BEGIN Dataset excerpts
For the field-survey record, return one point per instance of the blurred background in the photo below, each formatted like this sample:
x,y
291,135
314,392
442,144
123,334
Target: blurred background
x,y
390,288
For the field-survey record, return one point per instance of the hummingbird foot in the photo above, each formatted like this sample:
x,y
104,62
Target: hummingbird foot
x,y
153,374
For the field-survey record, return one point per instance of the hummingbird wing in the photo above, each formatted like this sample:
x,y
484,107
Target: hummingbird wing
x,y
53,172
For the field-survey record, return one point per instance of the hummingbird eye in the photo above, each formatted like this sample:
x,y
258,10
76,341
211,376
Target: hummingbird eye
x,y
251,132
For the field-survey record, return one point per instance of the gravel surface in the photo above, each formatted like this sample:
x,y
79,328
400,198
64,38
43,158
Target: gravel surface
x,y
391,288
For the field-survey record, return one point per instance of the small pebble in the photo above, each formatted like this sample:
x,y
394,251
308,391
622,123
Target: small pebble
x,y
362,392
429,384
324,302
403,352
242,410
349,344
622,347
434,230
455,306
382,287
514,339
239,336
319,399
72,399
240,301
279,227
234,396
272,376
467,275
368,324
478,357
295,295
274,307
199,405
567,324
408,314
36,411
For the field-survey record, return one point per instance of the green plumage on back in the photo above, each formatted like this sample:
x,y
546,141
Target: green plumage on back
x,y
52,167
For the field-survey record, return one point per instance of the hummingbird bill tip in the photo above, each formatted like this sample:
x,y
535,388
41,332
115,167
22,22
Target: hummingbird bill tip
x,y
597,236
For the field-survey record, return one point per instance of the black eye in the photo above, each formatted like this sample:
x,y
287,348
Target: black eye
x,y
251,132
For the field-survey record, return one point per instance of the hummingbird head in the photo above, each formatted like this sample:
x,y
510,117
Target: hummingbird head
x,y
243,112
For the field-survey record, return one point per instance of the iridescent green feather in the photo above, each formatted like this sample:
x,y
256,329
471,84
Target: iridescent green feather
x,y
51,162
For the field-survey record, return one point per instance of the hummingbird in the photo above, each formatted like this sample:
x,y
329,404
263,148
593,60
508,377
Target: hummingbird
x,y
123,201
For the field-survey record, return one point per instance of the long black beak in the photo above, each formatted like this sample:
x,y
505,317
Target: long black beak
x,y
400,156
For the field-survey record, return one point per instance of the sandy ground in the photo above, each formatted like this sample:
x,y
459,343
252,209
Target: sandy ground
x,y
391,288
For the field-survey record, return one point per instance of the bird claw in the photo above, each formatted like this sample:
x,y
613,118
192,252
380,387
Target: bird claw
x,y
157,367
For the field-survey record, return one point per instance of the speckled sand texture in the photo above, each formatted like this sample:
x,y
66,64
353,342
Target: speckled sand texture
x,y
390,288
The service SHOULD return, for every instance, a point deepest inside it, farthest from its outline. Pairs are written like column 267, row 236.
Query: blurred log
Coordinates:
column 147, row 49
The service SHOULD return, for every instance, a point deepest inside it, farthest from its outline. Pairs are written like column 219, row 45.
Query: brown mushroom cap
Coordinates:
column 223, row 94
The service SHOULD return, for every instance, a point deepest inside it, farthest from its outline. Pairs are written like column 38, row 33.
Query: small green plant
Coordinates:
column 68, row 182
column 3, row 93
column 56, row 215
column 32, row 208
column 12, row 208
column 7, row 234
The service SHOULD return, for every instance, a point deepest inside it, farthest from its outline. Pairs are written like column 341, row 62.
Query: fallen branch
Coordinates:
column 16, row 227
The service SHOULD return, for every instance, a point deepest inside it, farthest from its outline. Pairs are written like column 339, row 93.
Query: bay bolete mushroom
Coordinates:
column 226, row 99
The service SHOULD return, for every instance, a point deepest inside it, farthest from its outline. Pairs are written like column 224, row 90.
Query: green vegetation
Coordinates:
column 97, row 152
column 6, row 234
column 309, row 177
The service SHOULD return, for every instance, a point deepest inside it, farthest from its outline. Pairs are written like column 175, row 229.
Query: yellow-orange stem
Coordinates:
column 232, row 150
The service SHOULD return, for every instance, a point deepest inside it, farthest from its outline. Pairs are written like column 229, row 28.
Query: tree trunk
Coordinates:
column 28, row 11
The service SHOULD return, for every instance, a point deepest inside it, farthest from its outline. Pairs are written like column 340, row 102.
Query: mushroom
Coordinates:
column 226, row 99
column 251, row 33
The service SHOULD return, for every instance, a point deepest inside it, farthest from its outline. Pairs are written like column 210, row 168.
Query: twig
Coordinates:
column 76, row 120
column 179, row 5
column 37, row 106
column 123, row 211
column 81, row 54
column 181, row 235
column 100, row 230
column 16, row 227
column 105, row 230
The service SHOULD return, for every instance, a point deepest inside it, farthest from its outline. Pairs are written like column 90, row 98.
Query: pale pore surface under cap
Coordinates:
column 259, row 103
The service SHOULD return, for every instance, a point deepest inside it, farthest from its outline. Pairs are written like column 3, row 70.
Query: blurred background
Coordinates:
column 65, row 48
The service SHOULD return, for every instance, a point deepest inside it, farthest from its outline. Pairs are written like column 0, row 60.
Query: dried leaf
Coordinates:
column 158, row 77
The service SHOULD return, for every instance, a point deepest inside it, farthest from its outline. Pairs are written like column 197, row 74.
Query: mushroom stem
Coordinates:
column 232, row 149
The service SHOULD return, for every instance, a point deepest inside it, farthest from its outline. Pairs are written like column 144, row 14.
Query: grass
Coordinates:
END Dataset excerpts
| Activity |
All lines in the records that contain "mushroom" are to be copied and returned.

| Exercise response |
Query: brown mushroom cap
Query: bay bolete mushroom
Query: mushroom
Query: mushroom stem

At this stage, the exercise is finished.